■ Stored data

===============

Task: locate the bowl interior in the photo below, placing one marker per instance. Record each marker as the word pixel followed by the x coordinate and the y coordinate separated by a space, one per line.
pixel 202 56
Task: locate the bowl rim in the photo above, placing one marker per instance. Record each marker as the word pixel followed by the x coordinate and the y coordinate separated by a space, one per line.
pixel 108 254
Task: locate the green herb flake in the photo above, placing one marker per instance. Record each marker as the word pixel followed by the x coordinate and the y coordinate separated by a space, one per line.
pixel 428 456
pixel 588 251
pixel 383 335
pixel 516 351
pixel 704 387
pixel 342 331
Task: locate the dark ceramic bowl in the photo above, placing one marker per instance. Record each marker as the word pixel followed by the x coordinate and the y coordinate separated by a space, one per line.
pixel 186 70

===============

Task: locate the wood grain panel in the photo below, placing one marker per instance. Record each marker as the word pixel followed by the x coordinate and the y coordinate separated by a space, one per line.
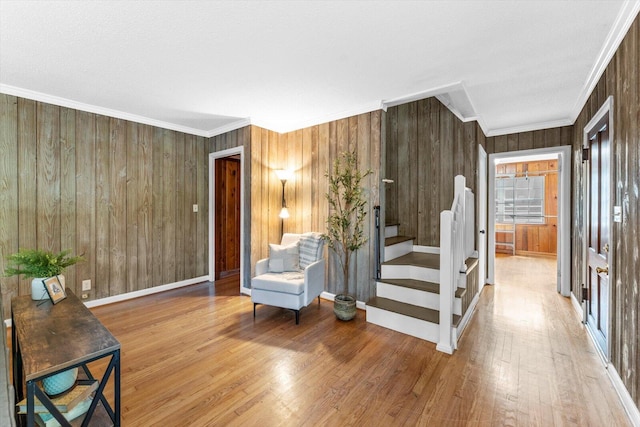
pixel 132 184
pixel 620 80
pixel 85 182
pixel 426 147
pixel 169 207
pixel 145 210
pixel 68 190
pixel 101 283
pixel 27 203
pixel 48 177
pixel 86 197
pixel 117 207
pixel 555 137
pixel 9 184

===============

■ STATED PROBLEM
Output as a JSON list of strings the lines of the items above, starting with the line that contains "Task: locate the bowl rim" and going on through the line that contains "pixel 108 254", one string per line with blank lines omitted.

■ RESPONSE FOR THIS EXERCISE
[
  "Task: locate the bowl rim in the photo above, placing one marker per instance. Record each marker as the word pixel followed by the x coordinate and the y coordinate separated by a space, one per line.",
  "pixel 108 254"
]